AVAILABLE DATA:
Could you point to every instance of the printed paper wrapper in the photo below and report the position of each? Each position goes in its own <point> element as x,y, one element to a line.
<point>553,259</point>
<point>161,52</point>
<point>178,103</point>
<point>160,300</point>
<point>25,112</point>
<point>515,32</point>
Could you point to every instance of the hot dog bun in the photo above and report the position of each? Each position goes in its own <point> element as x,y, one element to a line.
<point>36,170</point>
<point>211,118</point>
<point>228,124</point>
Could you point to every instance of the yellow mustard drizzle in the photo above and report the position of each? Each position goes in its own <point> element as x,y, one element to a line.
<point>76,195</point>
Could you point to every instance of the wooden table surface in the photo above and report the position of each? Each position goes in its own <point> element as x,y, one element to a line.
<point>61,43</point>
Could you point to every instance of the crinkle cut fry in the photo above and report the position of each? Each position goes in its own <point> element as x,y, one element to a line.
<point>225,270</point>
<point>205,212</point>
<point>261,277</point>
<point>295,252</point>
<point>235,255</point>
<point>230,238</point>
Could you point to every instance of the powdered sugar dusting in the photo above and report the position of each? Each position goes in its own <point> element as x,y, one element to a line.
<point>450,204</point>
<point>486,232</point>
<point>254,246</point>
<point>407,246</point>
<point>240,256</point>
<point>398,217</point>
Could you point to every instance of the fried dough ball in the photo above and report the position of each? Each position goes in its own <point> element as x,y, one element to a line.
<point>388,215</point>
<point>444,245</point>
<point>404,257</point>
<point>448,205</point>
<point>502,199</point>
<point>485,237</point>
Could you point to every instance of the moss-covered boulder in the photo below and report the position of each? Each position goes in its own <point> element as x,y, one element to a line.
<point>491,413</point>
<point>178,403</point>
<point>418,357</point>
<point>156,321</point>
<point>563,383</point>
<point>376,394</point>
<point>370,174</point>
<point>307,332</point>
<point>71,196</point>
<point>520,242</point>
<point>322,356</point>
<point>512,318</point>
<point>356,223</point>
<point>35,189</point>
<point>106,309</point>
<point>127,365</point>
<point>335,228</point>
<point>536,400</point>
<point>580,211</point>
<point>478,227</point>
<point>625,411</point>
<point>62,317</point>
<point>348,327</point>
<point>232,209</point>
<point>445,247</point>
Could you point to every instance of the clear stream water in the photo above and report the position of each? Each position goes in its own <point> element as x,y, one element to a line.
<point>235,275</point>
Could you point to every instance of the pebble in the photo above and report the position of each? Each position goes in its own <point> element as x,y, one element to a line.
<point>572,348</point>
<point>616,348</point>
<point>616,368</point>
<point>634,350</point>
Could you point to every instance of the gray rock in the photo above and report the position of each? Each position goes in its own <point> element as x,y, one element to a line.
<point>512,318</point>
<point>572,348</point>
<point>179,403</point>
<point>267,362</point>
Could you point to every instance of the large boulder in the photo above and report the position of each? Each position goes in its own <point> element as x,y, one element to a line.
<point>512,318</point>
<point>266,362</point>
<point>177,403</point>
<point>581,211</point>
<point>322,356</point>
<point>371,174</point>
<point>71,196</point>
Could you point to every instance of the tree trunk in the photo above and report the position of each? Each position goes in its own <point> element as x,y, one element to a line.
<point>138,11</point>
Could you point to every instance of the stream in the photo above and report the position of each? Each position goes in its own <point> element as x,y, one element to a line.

TASK DESCRIPTION:
Retype each line above with no alterations.

WRITTEN SOLUTION:
Could you point to every instance of the printed paper wrapper in the photo below and report the position of each? Each position goes in its own <point> element as x,y, one element to a line.
<point>553,259</point>
<point>161,52</point>
<point>178,103</point>
<point>160,300</point>
<point>25,112</point>
<point>515,32</point>
Could you point to every instance of the hot dog bun in the photo above and report the position of each? Each position goes in its own <point> element as x,y, one element to a line.
<point>36,170</point>
<point>211,118</point>
<point>228,124</point>
Could you point to every instance of the yellow mustard drizzle in the photo above and report the position of each? Each position goes in its own <point> element as x,y, one element to a line.
<point>76,195</point>
Could you point to every instance of the wooden table surface in the photo above and report the position of each? Each position goes in its own <point> element as x,y, one element to a line.
<point>61,43</point>
Could you point to every instance of the crinkle cut fry in the photo above and report the position of each? Each position goes in its own <point> element as x,y, one element to a line.
<point>225,270</point>
<point>205,212</point>
<point>261,277</point>
<point>295,252</point>
<point>235,255</point>
<point>230,238</point>
Could you point to every instance of the powdered sugar dusting in the photo above and report the position of each? Each position goes in its own <point> element as x,y, one element to a line.
<point>450,204</point>
<point>486,232</point>
<point>254,246</point>
<point>407,246</point>
<point>240,256</point>
<point>398,217</point>
Could you point to every instance of the fried dough ball in the photo above and report the position of each? Each position goes in its own <point> element as x,y, one element to a line.
<point>388,215</point>
<point>444,245</point>
<point>404,257</point>
<point>448,205</point>
<point>502,199</point>
<point>485,237</point>
Could you point to every instance of the moss-covered boulder in the photo below and report the position of each? Each position goes in its own <point> element as x,y, one element to a line.
<point>491,413</point>
<point>178,403</point>
<point>418,357</point>
<point>156,321</point>
<point>563,383</point>
<point>376,394</point>
<point>370,174</point>
<point>307,332</point>
<point>71,196</point>
<point>520,242</point>
<point>322,356</point>
<point>512,318</point>
<point>356,223</point>
<point>35,189</point>
<point>106,309</point>
<point>127,365</point>
<point>335,228</point>
<point>536,400</point>
<point>580,211</point>
<point>478,227</point>
<point>625,411</point>
<point>62,317</point>
<point>348,327</point>
<point>232,209</point>
<point>445,247</point>
Could you point to every instance of the clear stream water in the photo above and report the position of each? Each position goes in its own <point> element as x,y, one element to a line.
<point>235,275</point>
Could you point to every instance of the pebble in the photo above and report the position of each? Each position goes in its own <point> element as x,y, one element to a line.
<point>572,348</point>
<point>616,348</point>
<point>616,368</point>
<point>634,350</point>
Could you point to every instance of the gray rock in the photo above and report the position of each? Each position goes in its own <point> element as x,y, one element to a line.
<point>512,318</point>
<point>572,348</point>
<point>179,403</point>
<point>267,362</point>
Could you point to every instance of the large boulder in the photo above and report the position of each? Each position goes in its own <point> element as x,y, one element to a line.
<point>512,318</point>
<point>266,362</point>
<point>177,403</point>
<point>581,211</point>
<point>322,356</point>
<point>371,174</point>
<point>71,196</point>
Could you point to every instance of the tree trunk in the photo above and report the position of each? Each position goes in its own <point> element as x,y, one element to a line.
<point>138,11</point>
Could you point to every instance of the stream in the photo above and report the position of each? Each position goes in its own <point> element as x,y, one element to a line.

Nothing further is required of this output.